▶ **Page extract**:
How Can You Prevent Getting Kicked Out?

Early Prevention: Minimizing Risk

Prevention begins with choosing the right facility. We highly recommend an independent assessment. Remember the facility may be highly motivated to fill their rooms. Have someone independent take a good look at your loved one and give you an honest opinion of the level of care needed. A care manager’s experience with facilities will be invaluable in evaluating who can best meet your needs.

Be clear on policies and procedures before moving in. Get to know the staff, and build rapport. (Special hint: treats don’t hurt! ALF staff work hard and often don’t get much appreciation.) They’ll be more likely to alert you of issues. The staff will know you’re concerned and care. It makes them want to work with you if they encounter difficulties. Also, if you check in regularly you can spot potential changes. You can work with care providers to address them problems they blow up. If you can’t be there regularly or want someone with expertise navigating assisted living, hire a care manager.

▶ **Provided records**:
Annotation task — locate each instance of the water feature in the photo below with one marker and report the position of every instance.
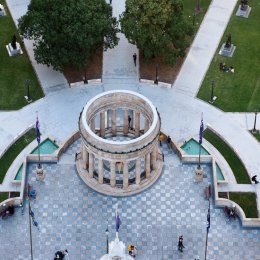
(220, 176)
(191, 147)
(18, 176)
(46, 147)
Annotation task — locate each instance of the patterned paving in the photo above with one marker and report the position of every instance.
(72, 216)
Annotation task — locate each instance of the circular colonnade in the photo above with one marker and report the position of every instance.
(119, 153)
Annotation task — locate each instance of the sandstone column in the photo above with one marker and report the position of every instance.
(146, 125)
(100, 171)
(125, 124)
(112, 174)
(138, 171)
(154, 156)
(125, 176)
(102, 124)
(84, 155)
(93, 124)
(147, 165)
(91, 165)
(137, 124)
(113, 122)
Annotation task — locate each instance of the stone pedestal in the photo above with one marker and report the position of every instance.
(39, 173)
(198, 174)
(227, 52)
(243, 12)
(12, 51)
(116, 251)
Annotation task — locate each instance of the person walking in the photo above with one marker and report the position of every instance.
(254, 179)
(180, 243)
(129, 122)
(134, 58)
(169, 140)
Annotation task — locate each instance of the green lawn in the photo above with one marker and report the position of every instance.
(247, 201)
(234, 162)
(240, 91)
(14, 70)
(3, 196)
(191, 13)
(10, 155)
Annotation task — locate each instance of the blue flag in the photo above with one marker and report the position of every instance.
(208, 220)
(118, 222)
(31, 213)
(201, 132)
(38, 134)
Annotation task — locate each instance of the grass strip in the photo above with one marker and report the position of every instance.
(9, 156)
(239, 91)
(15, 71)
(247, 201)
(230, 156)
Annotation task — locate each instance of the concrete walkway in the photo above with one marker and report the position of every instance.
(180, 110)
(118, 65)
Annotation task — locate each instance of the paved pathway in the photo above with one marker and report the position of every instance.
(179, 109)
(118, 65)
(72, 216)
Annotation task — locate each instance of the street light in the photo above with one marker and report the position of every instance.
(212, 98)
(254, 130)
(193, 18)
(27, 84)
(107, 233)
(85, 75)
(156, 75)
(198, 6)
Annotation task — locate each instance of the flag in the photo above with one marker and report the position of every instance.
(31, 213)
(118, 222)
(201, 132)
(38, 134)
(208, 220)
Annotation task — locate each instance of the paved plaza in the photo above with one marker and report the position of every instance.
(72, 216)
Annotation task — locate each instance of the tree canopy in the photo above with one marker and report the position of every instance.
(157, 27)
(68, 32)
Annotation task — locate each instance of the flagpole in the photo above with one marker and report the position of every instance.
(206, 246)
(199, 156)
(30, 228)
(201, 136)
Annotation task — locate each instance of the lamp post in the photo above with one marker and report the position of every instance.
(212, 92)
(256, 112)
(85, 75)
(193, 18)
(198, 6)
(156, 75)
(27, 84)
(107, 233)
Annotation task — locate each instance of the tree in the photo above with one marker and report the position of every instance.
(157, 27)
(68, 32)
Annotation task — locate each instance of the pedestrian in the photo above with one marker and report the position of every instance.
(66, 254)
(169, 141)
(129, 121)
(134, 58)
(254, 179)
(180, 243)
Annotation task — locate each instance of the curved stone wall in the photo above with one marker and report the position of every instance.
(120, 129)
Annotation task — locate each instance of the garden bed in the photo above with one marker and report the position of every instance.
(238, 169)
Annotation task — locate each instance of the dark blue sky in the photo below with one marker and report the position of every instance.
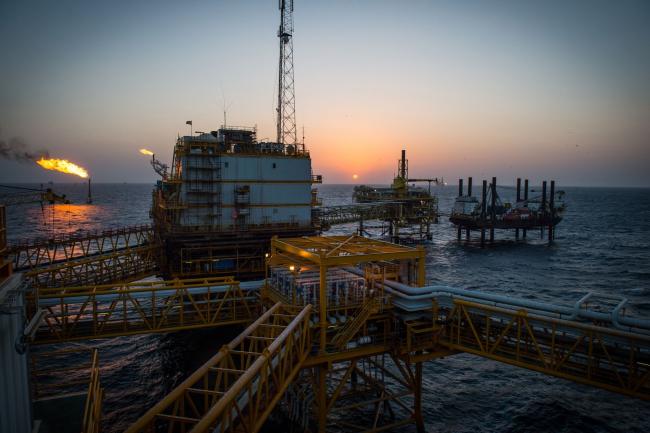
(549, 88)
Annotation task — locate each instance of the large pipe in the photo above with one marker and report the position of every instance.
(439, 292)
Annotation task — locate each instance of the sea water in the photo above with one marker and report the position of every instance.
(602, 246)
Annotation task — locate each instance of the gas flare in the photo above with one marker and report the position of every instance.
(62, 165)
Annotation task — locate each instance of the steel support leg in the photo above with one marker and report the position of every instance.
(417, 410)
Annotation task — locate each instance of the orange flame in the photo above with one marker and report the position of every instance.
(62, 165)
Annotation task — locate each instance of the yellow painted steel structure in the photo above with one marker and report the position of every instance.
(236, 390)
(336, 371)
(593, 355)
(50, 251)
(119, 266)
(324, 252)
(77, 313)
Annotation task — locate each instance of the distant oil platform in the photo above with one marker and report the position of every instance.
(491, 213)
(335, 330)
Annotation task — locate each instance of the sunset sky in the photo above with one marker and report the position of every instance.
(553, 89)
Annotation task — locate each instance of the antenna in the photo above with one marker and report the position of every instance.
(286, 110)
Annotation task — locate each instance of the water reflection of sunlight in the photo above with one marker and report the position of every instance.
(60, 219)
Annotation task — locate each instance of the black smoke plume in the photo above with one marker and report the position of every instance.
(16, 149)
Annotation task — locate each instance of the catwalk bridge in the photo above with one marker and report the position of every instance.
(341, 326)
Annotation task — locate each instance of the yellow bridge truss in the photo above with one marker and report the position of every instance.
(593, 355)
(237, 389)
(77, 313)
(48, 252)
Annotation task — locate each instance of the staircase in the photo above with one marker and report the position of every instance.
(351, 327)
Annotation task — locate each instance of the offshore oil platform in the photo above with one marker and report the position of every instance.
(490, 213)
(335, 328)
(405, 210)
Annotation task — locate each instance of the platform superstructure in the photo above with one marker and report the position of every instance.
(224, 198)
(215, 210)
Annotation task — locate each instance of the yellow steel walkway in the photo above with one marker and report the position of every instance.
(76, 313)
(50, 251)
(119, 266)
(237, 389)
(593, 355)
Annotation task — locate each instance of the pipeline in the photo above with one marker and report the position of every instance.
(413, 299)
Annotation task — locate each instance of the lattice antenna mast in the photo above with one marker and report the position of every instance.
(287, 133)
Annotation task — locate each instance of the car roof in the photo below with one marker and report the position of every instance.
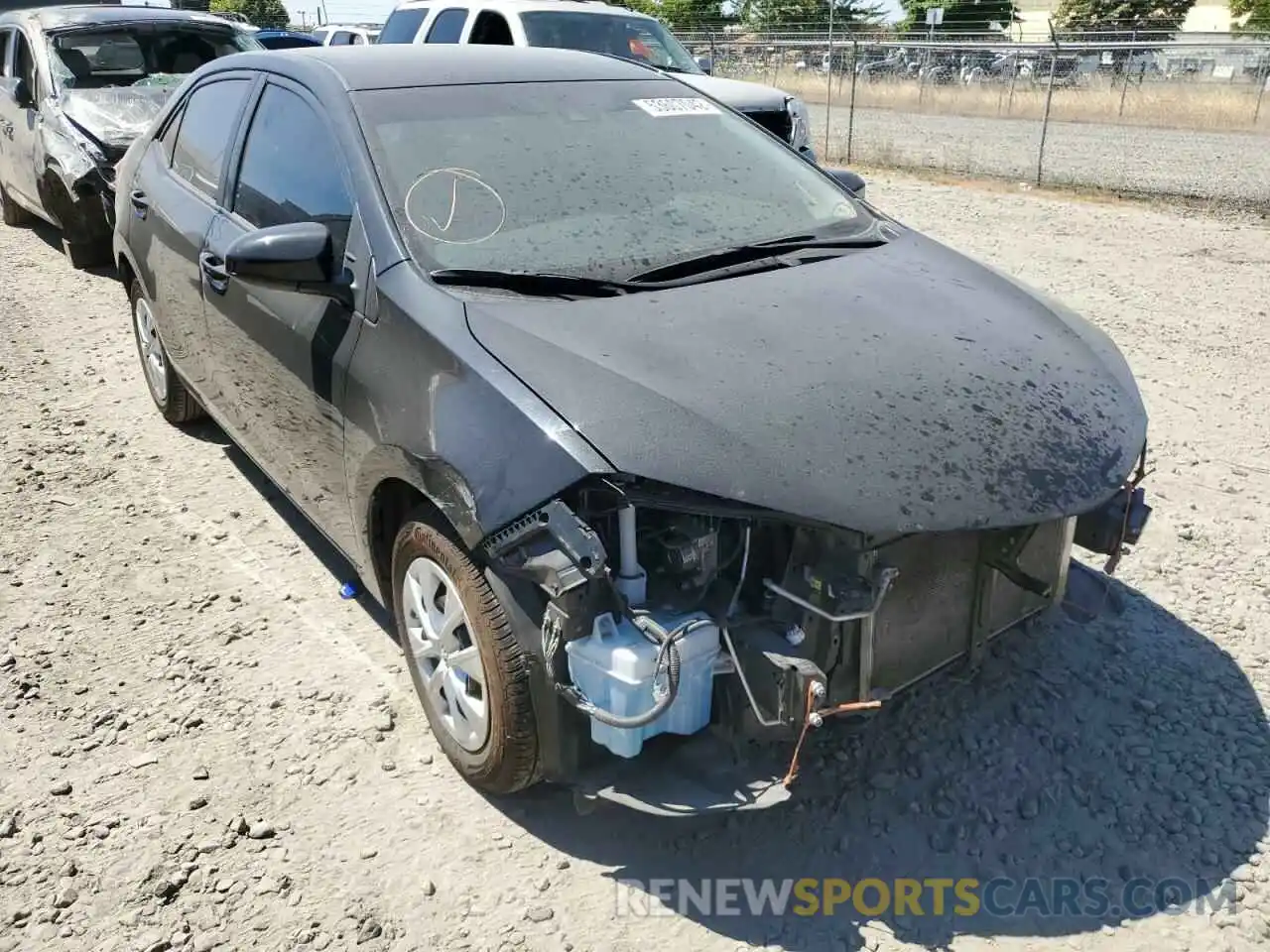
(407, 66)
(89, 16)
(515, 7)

▶ **Parts of the exercise**:
- A) In the page extract about preventing getting kicked out, what benefits does the text say come from getting to know the staff and building rapport? List each one.
- B) Write the next part of the page extract about preventing getting kicked out of an assisted living facility, starting right after its final sentence.

▶ **Answers for the tasks**:
- A)
- The staff will be more likely to alert you of issues.
- The staff will know you're concerned and care.
- It makes them want to work with you if they encounter difficulties.

- B)
When Problems Arise: Intervention

If the staff alerts you of an issue (or you notice something), be proactive. Work with providers to figure out what’s going on/root causes. If your loved one’s acting out, is something agitating him? Could there be an underlying infection? If Mom’s falling, is there an inner ear problem or medication issue?

Set up a care plan meeting with appropriate facility contacts and providers. There may be simple things staff and other care providers can do to keep the problem from escalating. We have intervened in such cases as a client/family liaison many times. Years of experience (especially with “tough cases”) provide us with a battery of creative solutions. Many times this is not only a relief for the family but for the facility. We understand their perspective and limitations, while advocating for you.

Solutions might start with a medical, psychological, or physical evaluation. Medications, physical therapy, or some assistive technology might be needed. These changes could allow your loved one to remain in their current home longer.

We’ve found simple, creative solutions work in most cases. It might be a matter of a schedule adjustment. Or, providing a quiet, private space for Mom and her boyfriend to be intimate. There are also many products for solving various problems. Coming to the care plan meeting with solutions shows the facility you’re working with them. They may tell you they can’t do certain things. But, you can negotiate options and show your willingness to help.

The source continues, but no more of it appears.